• What to work on:
a) Decide whether each statement agrees with the passage on the 1934 Minnesota State Auditor election, answering yes or no and quoting the words of the passage that settle it: (i) The election was held on November 6. (ii) Lyons answered the endorsement questionnaire from the Minnesota Socialist Party. (iii) King admitted to the embezzlement charge.
b) Rewrite the passage on the 1934 Minnesota State Auditor election between "The real 'radicals'" and "of unearned profits.", inclusive, replacing "big business" with "large corporations".
c) According to the passage on the 1934 Minnesota State Auditor election, why would whichever party won the auditor's office control the executive council?

• Text passage:
On September 7, while speaking to the Ramsey County Democrats, Delaney called for a cessation of all "Fusion" discussions.

==== Communist accusations ====

The real 'radicals' that we must conquer are the cold and indifferent captains of big business who live to loot and plunder, who press the people deeper and deeper in the mire of despondency so that they themselves may roll in the filthy sty of unearned profits.
— John Lyons, The Minneapolis Tribune
After brewing for years, accusations that Farmer-Laborites were actually communists boiled over in 1934. In an August speech at Grand Rapids, Farmer-Labor candidate for State Auditor John Lyons called out "reactionary forces" he said were attempting to confuse voters with accusations of communism. In September, Lyons refused to respond to an endorsement questionnaire sent out by the Minnesota Socialist Party, essentially declaring that he did not want their support. Just days before the election, Lyons was still combating charges of communism and delivered a speech over radio to clarify his position that private enterprise was not a target of Farmer-Labor ire. He nonetheless confirmed the Farmer-Labor position against "greed and graft."

==== Allegation of embezzlement ====
Late in the campaign, Delaney accused King of embezzling public money and spending it on campaign literature. King denied the charge.

=== Results ===
The election was held on November 6.

1934 Minnesota State Auditor election
| Party |  | Candidate | Votes | % | ±% |
|---|---|---|---|---|---|
|  | Republican | Stafford King (incumbent) | 380,302 | 38.76% | −14.48% |
|  | Farmer–Labor | John Lyons | 379,654 | 38.69% | +2.74% |
|  | Democratic | Patrick Delaney | 221,221 | 22.55% | +11.75% |
| Total votes |  |  | 981,177 | 100.00% |  |
|  | Republican hold |  |  |  |  |

== Aftermath ==
Immediately following the election, it was unclear who had won. Though it could be safely surmised that Delaney had lost, the margin between King and Lyons was exceptionally narrow.

This race was the last race to be called for a seat on Minnesota's Executive Council, a body which helps to spend money and approve the governor's executive orders. Because the Farmer-Labor Party had already won the governorship and attorney general's office, and Republicans had locked in wins in the treasurer and secretary of state races, whichever party won the auditor's office would control the executive council.

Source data
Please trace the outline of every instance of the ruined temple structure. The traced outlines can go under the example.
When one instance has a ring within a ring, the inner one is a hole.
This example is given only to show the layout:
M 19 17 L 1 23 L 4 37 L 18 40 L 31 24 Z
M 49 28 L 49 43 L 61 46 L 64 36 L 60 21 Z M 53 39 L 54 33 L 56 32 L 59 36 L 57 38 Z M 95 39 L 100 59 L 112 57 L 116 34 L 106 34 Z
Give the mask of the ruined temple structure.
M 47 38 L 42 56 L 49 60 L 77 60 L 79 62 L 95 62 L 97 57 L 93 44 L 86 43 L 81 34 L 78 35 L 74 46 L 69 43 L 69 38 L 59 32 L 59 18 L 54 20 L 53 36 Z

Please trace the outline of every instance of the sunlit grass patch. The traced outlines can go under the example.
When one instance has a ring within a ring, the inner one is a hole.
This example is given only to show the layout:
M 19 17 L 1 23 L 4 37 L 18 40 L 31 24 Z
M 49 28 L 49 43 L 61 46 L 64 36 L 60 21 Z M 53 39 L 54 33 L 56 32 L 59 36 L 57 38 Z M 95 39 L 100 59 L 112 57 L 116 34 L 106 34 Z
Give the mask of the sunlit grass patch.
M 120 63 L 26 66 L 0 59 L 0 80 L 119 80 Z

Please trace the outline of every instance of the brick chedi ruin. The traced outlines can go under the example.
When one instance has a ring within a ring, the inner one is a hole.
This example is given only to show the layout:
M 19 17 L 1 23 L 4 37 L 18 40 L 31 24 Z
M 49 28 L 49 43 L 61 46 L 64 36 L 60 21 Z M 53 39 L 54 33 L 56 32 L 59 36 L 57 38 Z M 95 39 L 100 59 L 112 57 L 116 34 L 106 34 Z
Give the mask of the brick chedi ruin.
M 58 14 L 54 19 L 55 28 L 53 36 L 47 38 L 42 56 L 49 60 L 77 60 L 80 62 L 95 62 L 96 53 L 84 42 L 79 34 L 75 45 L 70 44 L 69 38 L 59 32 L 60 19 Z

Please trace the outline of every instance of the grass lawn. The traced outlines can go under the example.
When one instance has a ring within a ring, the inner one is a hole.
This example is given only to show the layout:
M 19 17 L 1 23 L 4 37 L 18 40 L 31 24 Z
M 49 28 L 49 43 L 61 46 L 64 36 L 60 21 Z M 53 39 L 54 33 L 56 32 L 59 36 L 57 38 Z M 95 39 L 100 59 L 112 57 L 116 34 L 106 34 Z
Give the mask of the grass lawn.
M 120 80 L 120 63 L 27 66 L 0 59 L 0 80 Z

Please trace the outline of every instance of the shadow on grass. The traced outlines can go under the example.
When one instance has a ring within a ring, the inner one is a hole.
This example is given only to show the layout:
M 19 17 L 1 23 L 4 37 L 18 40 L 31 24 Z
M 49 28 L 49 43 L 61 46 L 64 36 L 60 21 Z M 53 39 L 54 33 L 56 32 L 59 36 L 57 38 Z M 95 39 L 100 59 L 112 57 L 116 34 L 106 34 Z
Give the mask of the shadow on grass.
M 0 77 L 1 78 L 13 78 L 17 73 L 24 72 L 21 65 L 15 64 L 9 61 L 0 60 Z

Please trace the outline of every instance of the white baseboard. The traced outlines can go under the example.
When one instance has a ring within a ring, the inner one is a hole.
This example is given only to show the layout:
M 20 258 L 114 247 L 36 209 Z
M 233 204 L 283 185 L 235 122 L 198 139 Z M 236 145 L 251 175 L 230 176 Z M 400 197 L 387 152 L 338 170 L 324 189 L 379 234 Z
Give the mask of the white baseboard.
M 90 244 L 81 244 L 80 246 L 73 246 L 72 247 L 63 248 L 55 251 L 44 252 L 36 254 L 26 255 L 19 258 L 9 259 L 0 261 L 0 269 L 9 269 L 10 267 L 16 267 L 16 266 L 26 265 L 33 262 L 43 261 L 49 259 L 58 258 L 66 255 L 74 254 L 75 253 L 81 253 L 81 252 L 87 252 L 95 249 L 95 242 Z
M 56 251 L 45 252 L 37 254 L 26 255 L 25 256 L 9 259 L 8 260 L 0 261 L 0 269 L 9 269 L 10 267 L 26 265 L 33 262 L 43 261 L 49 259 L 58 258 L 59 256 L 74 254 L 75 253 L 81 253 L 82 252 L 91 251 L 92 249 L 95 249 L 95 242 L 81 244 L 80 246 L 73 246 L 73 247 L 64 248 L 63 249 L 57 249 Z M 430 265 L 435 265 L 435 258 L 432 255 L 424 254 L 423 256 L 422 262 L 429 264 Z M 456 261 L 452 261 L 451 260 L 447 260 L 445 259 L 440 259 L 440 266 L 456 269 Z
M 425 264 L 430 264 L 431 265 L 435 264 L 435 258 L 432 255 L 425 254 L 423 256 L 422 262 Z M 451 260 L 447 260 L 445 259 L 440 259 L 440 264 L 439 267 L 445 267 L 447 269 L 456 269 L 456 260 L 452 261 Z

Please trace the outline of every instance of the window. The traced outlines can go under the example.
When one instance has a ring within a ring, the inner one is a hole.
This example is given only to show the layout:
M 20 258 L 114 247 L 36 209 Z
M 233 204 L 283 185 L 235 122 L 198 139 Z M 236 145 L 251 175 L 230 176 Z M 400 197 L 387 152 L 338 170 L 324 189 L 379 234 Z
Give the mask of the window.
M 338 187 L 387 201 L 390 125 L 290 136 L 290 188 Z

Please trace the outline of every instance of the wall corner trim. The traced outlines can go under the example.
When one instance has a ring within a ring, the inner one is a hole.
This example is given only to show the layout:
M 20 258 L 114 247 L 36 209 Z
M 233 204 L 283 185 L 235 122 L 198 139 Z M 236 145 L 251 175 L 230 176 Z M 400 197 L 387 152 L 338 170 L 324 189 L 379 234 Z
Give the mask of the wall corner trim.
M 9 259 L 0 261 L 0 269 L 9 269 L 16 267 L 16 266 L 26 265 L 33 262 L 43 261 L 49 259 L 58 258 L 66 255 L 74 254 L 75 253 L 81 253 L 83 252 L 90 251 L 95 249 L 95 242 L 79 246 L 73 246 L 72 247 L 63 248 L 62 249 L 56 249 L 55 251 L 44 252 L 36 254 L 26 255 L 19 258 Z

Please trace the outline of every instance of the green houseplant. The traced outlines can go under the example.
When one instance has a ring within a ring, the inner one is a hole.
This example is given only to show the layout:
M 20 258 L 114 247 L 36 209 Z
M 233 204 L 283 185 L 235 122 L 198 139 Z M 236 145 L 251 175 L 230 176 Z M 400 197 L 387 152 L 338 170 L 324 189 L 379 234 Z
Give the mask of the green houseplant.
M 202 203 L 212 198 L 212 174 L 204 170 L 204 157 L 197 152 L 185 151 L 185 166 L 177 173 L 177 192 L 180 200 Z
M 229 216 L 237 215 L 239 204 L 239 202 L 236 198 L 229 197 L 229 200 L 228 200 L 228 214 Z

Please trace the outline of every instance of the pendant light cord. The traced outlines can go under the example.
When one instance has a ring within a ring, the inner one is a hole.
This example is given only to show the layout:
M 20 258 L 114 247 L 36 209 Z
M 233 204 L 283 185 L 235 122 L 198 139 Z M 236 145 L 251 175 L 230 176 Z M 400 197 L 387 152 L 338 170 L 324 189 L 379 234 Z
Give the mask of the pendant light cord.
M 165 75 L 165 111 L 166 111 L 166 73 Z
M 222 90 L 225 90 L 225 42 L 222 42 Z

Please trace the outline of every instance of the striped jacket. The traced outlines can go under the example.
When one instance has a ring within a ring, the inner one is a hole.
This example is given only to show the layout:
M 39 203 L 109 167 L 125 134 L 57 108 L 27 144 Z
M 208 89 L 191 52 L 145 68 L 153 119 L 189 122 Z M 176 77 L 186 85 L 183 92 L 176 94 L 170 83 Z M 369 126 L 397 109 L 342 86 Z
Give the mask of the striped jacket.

• Solutions per task:
a)
(i) Yes: "The election was held on November 6."
(ii) No: "Lyons refused to respond to an endorsement questionnaire sent out by the Minnesota Socialist Party"
(iii) No: "King denied the charge."

b)
The real 'radicals' that we must conquer are the cold and indifferent captains of large corporations who live to loot and plunder, who press the people deeper and deeper in the mire of despondency so that they themselves may roll in the filthy sty of unearned profits.

c) The Farmer-Labor Party had already won the governorship and the attorney general's office. Republicans had locked in wins in the treasurer and secretary of state races. That left the auditor's race as the last one to be called for a seat on the council.